[Task]: Write out, word for word, every line from the one containing "Where can the person" through the last line of the records below, both ends included.
++++++++
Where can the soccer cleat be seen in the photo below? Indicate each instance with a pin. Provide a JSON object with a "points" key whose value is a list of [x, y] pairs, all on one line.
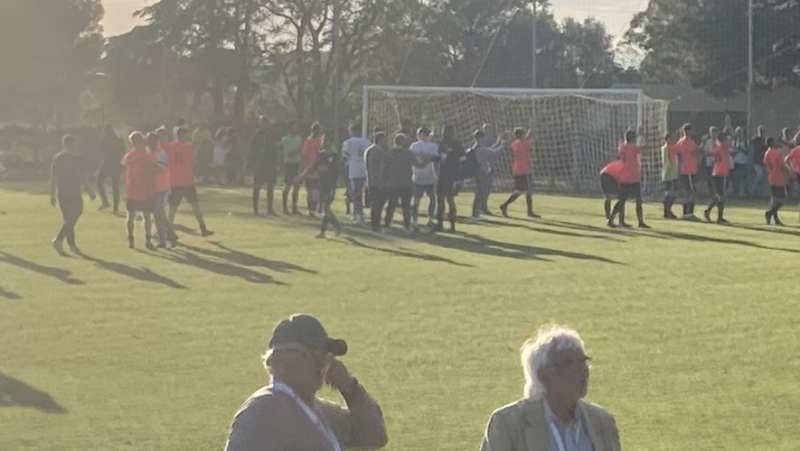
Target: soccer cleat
{"points": [[58, 245]]}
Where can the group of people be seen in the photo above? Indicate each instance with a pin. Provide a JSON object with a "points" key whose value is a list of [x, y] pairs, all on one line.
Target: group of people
{"points": [[681, 157], [287, 414], [159, 174], [386, 172]]}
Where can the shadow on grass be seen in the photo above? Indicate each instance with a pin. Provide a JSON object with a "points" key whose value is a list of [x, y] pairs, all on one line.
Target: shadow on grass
{"points": [[480, 245], [57, 273], [405, 252], [9, 294], [143, 274], [530, 226], [15, 393], [245, 259], [710, 239], [187, 258]]}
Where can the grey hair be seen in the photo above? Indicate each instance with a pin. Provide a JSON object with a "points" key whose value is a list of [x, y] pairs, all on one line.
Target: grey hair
{"points": [[537, 351]]}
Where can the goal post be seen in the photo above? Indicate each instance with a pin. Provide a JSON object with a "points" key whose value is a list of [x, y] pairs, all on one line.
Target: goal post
{"points": [[575, 131]]}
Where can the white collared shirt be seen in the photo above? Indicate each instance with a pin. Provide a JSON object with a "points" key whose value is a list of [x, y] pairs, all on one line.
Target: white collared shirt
{"points": [[325, 430], [572, 436]]}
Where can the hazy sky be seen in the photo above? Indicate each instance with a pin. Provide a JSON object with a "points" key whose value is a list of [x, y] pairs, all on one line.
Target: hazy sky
{"points": [[616, 14]]}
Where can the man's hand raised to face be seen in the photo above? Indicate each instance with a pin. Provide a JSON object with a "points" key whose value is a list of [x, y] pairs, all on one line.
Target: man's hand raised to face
{"points": [[339, 377]]}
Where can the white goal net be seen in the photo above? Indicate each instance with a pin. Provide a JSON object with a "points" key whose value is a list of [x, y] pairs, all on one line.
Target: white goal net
{"points": [[575, 132]]}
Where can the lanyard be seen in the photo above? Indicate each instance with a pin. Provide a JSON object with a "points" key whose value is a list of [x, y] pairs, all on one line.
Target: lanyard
{"points": [[557, 434], [310, 413]]}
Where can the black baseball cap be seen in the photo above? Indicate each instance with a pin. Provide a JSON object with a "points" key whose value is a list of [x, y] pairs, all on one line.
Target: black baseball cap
{"points": [[305, 330]]}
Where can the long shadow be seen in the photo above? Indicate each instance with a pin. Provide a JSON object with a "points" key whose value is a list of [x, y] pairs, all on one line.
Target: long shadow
{"points": [[184, 257], [9, 294], [710, 239], [245, 259], [481, 245], [587, 228], [566, 233], [405, 252], [143, 274], [788, 231], [62, 275], [183, 229], [15, 393]]}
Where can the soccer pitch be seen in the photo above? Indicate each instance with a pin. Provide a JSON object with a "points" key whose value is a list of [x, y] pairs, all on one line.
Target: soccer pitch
{"points": [[692, 327]]}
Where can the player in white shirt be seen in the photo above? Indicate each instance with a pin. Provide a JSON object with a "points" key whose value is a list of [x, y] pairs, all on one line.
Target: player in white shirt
{"points": [[424, 177], [353, 151]]}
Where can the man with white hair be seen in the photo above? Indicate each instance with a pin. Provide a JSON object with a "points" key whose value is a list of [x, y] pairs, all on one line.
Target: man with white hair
{"points": [[287, 415], [552, 414]]}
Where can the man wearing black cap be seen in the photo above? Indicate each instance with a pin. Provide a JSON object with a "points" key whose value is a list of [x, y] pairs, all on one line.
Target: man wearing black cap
{"points": [[287, 415]]}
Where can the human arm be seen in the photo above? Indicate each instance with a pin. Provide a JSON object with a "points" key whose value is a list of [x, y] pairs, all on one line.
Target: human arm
{"points": [[85, 181], [53, 181], [361, 424], [497, 437], [256, 427]]}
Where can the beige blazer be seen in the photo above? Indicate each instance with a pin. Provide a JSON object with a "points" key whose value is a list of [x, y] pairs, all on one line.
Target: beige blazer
{"points": [[272, 421], [522, 426]]}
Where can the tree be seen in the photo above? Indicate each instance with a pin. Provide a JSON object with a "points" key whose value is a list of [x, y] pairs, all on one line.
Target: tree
{"points": [[703, 43], [49, 50]]}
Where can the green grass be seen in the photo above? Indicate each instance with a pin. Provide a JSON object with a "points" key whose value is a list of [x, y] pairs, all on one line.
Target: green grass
{"points": [[693, 327]]}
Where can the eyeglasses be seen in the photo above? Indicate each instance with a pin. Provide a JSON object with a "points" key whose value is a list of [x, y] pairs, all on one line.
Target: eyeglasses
{"points": [[585, 361]]}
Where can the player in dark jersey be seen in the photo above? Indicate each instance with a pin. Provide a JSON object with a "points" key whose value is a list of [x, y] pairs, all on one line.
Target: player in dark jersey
{"points": [[67, 176], [263, 160], [451, 157], [326, 165]]}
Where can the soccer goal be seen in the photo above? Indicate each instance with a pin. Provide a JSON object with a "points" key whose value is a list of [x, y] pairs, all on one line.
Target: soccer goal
{"points": [[575, 132]]}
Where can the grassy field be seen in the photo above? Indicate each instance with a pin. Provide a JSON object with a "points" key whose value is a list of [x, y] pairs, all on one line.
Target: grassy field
{"points": [[693, 327]]}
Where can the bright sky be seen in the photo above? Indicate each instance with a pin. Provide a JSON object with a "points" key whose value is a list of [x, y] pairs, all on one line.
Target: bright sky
{"points": [[616, 14]]}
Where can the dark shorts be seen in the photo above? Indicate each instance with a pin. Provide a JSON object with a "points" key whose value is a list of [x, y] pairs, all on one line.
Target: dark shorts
{"points": [[522, 182], [779, 192], [180, 192], [630, 190], [688, 182], [265, 177], [446, 189], [290, 172], [720, 183], [145, 206], [327, 194], [609, 185]]}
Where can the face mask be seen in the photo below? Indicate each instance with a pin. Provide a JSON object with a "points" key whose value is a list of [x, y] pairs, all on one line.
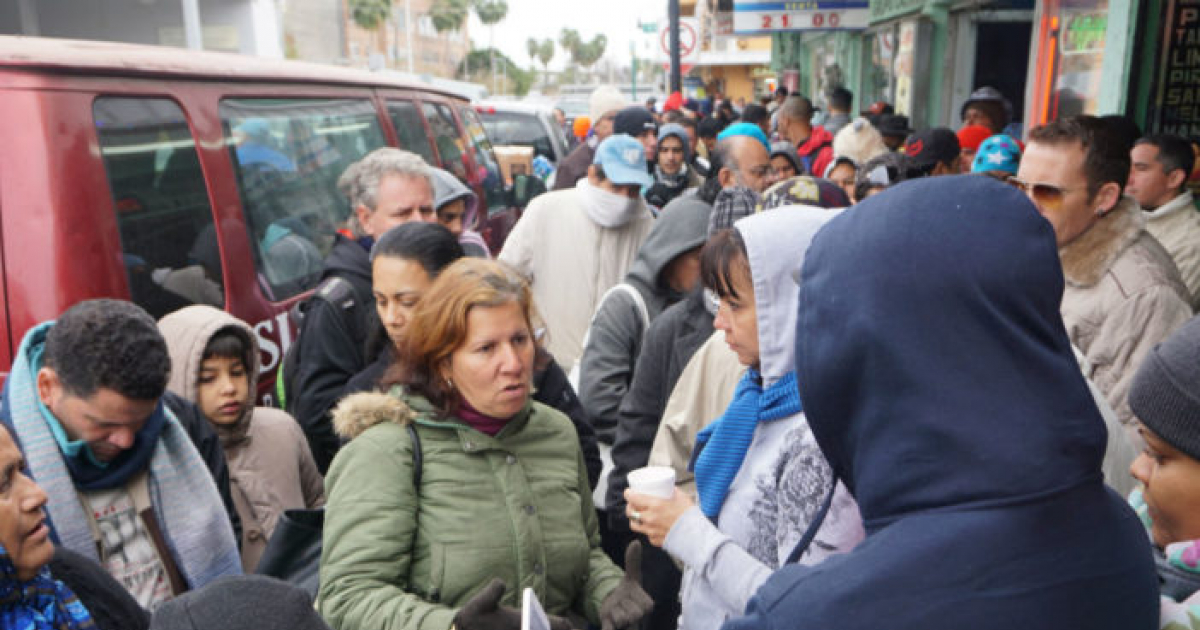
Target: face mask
{"points": [[607, 209]]}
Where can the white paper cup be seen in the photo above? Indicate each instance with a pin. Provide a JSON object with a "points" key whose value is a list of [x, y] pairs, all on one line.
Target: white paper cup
{"points": [[653, 480]]}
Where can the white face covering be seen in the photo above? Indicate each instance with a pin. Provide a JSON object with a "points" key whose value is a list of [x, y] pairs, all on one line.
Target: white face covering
{"points": [[607, 209]]}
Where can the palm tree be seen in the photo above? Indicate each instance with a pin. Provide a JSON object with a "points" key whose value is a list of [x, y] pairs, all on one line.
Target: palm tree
{"points": [[545, 53]]}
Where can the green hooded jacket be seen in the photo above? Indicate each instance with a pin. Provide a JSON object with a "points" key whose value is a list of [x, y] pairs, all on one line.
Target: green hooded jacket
{"points": [[514, 507]]}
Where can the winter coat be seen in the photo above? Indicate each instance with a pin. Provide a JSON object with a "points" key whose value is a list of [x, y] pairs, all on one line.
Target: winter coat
{"points": [[702, 393], [514, 507], [1176, 225], [270, 466], [670, 343], [331, 351], [946, 396], [816, 151], [550, 388], [1123, 295], [575, 166], [784, 479], [615, 337], [570, 262], [448, 189]]}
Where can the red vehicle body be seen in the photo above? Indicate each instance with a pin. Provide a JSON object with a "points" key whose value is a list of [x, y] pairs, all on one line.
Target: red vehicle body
{"points": [[90, 203]]}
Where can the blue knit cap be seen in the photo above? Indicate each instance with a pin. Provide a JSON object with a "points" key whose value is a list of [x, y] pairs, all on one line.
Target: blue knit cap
{"points": [[748, 130], [999, 153]]}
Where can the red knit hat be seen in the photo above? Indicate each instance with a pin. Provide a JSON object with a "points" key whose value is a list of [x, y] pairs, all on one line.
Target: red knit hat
{"points": [[972, 136]]}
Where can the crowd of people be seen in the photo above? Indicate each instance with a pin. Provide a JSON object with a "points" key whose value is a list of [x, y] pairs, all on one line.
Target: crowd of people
{"points": [[917, 378]]}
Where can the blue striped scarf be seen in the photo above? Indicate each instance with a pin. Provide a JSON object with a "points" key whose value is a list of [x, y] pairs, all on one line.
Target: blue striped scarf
{"points": [[39, 604], [721, 447]]}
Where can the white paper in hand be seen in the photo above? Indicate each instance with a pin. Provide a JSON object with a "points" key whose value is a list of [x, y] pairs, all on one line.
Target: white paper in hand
{"points": [[532, 616]]}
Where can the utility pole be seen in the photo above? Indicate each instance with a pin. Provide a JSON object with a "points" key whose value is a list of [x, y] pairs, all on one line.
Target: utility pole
{"points": [[673, 18]]}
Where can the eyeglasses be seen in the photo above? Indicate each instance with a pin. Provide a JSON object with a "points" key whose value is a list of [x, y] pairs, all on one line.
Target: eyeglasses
{"points": [[1044, 195]]}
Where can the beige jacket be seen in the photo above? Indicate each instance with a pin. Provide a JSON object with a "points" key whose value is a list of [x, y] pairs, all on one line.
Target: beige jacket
{"points": [[270, 466], [570, 262], [1123, 295], [703, 390], [1176, 225]]}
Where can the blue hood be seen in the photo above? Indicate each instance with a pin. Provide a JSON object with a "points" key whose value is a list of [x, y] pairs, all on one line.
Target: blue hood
{"points": [[934, 363], [937, 378]]}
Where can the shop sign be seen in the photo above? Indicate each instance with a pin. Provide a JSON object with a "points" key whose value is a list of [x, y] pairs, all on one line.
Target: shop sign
{"points": [[882, 10], [1085, 33], [1176, 108], [753, 17]]}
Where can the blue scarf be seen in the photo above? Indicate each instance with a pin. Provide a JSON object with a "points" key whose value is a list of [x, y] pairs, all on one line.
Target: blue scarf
{"points": [[39, 604], [721, 447]]}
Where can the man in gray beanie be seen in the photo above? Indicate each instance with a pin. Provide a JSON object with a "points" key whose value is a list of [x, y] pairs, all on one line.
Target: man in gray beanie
{"points": [[244, 603], [1165, 399]]}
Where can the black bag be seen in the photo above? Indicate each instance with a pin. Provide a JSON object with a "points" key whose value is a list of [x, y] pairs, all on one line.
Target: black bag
{"points": [[293, 553]]}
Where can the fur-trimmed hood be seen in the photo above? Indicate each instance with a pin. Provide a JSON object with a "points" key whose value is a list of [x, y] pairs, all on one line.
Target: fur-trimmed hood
{"points": [[1089, 257], [360, 412]]}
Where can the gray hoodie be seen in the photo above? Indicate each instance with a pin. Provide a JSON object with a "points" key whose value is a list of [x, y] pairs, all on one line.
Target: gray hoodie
{"points": [[448, 189], [615, 339]]}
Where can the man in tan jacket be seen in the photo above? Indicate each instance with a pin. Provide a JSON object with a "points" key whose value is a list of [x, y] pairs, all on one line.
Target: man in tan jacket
{"points": [[1158, 181], [1123, 294]]}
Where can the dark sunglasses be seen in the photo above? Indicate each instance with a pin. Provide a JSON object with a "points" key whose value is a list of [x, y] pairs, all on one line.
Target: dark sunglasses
{"points": [[1044, 195]]}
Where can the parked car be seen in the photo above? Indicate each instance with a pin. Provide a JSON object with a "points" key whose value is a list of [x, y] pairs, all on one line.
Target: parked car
{"points": [[523, 125], [172, 177]]}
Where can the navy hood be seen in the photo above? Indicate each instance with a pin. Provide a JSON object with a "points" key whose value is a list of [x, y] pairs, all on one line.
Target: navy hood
{"points": [[933, 360]]}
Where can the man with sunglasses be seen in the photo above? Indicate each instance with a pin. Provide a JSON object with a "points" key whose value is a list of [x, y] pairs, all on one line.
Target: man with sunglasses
{"points": [[1123, 293]]}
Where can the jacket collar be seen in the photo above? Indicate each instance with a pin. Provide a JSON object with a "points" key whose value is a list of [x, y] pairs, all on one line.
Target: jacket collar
{"points": [[1091, 255]]}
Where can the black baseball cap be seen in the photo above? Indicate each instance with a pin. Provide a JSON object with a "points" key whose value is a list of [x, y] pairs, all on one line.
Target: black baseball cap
{"points": [[927, 148]]}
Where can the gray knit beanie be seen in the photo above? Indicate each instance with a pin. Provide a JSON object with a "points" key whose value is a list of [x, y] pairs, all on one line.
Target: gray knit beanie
{"points": [[1165, 391], [251, 601]]}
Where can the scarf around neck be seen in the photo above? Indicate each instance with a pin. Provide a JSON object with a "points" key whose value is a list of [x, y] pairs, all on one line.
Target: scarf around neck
{"points": [[721, 447], [39, 604]]}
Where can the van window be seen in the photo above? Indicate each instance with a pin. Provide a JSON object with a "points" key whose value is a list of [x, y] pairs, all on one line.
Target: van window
{"points": [[445, 136], [485, 160], [288, 155], [162, 205], [411, 130]]}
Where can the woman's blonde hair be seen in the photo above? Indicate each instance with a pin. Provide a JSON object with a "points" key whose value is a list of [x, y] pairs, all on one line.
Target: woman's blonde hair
{"points": [[438, 325]]}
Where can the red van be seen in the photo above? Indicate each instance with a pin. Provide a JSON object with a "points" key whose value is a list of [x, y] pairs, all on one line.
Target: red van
{"points": [[173, 177]]}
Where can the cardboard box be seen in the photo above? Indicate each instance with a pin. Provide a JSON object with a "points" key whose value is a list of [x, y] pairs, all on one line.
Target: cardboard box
{"points": [[514, 161]]}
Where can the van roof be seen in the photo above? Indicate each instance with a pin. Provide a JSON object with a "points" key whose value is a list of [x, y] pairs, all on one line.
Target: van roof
{"points": [[126, 59]]}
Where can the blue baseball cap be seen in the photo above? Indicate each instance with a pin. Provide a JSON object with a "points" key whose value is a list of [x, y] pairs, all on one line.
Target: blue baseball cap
{"points": [[997, 153], [623, 160], [748, 130]]}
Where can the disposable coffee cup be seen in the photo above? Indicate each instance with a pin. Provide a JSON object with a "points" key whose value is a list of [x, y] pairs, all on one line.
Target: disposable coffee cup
{"points": [[653, 480]]}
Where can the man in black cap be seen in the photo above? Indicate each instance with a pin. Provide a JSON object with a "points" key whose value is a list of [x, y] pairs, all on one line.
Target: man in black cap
{"points": [[894, 129], [935, 151], [639, 123]]}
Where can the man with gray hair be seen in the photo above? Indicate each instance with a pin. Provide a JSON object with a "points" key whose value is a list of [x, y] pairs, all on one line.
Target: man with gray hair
{"points": [[385, 189]]}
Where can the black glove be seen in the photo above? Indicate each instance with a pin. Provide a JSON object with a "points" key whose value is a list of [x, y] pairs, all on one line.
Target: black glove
{"points": [[484, 612], [628, 603]]}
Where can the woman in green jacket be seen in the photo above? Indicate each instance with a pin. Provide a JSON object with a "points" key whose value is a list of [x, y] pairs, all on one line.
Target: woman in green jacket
{"points": [[493, 499]]}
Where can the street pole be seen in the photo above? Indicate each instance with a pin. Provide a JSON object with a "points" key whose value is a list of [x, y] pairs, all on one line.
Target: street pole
{"points": [[673, 18]]}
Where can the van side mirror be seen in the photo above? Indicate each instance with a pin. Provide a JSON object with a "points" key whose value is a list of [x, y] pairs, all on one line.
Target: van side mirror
{"points": [[525, 189]]}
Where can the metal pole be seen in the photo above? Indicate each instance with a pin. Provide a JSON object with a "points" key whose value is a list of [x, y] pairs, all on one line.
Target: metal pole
{"points": [[673, 18], [193, 35]]}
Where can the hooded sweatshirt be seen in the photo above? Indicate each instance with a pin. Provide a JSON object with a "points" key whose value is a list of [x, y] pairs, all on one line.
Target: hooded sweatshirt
{"points": [[940, 383], [784, 479], [615, 339], [270, 466], [448, 189]]}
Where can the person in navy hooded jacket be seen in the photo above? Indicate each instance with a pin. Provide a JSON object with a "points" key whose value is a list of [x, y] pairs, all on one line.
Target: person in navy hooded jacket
{"points": [[937, 378]]}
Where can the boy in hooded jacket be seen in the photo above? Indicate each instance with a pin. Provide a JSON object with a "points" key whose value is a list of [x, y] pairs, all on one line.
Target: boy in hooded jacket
{"points": [[215, 364]]}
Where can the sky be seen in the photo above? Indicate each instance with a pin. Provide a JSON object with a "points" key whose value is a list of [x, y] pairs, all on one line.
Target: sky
{"points": [[547, 18]]}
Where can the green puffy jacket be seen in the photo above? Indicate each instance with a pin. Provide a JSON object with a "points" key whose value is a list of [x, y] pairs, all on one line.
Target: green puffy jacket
{"points": [[514, 507]]}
++++++++
[Answer below]:
Where can the person in navy hooded jacket be seen in the photo above? Indicate each instance with a pin. Provide a JSON object with a "points" key whose value is a list of [x, y] pairs, all on one line.
Target: person in navy hooded jacket
{"points": [[937, 378]]}
Where can the boy in hooded jacket be seen in the photo above? Indicate each instance with a pin. Provide a JSON object with a "points" key whose value is a list of [x, y] pairs, all on one line.
Target: boy in hooded jacket
{"points": [[215, 364]]}
Where can the sky be seen in the photo above? Indicate each instance with a pin. Provide a JSON object with a "points" key whose value is a list of [x, y] pairs, all on one line.
Target: sky
{"points": [[547, 18]]}
Where can the green puffy jacket be seen in the photo above? Indicate each instance with a pin. Provide a JSON object with a "points" key whose value is a list of [x, y] pairs, all on one line.
Target: green puffy jacket
{"points": [[514, 507]]}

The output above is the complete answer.